### What needs to be done:
Filter the entries below: which lines contain the string "drill"? Copy each of those lines, treating uppercase and lowercase letters as different.

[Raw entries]
========

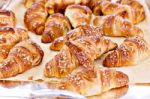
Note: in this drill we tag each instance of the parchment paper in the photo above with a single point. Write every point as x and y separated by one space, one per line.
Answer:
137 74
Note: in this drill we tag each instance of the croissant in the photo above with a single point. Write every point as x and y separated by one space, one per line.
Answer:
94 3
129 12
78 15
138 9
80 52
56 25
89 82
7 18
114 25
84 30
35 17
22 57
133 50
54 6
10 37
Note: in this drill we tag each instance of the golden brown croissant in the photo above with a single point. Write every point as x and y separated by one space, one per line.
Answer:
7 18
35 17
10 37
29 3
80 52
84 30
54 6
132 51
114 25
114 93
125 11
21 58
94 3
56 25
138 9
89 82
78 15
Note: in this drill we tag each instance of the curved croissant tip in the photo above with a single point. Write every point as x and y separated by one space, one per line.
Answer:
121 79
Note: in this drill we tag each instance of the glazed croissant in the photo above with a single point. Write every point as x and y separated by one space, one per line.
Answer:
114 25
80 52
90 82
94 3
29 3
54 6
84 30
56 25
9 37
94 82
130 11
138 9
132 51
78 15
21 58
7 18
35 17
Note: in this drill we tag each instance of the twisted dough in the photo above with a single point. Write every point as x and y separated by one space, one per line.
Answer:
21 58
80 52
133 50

========

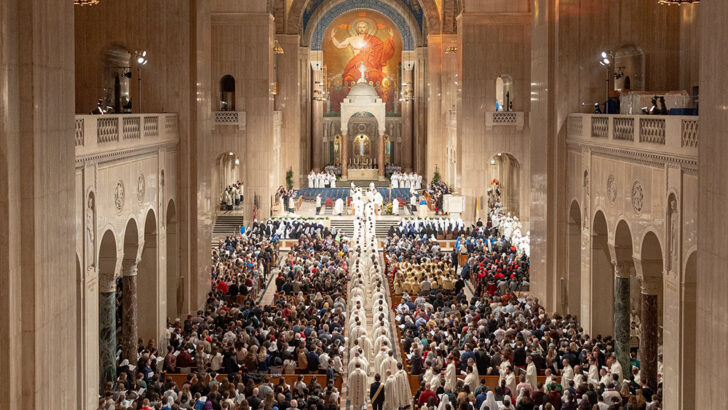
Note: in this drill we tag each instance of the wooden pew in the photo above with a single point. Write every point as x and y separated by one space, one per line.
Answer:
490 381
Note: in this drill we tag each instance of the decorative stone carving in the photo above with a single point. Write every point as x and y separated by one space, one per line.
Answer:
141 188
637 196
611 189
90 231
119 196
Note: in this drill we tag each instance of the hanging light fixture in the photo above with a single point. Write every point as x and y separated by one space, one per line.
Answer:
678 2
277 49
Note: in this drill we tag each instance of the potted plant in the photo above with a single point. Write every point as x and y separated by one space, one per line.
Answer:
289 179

========

### Full response:
Note: in this drill we tag each instance of the parchment paper in the photo above with a single point. Write every point as x and y separated by one space, one per line.
Note: in this drill we tag each instance of the croissant in the photo above with a single point. Write every point as x and y separated by one space, one per line.
Note: in this drill we tag each instance of the golden brown croissant in the photo above with a single point. Write every point as x and y separated by one space, one per line.
Note: in this drill we tag each instance of the curved croissant tip in the photo above with a single point. Write every point as x and y separated by one space, one per line.
Note: in this drill we tag each instance of the glazed croissant in the photo above with a single point. Write every point as x and y separated by one space, one per line.
Note: in this drill we tag each instance of the twisted dough in the photo above with a single point. Write every point as x and y separated by one space, one per line.
Note: in this drill we tag each instance of the wooden pew in the photo above with a single point. Write every point as x and y separated by one space, one per line.
Note: in this drill we tag each instance of the decorative stone carving in the photo above with a single point. Write every point as x and y separated by one space, one per line.
Note: in this drill we tag each instance of the hanging light fixture in the photo above with a single point. Write every point as x and y separated by one space, one per line.
Note: in this drill we tag each instance of the potted plant in the photo above with a single point. Write every point as x and y separated by one space, one per line.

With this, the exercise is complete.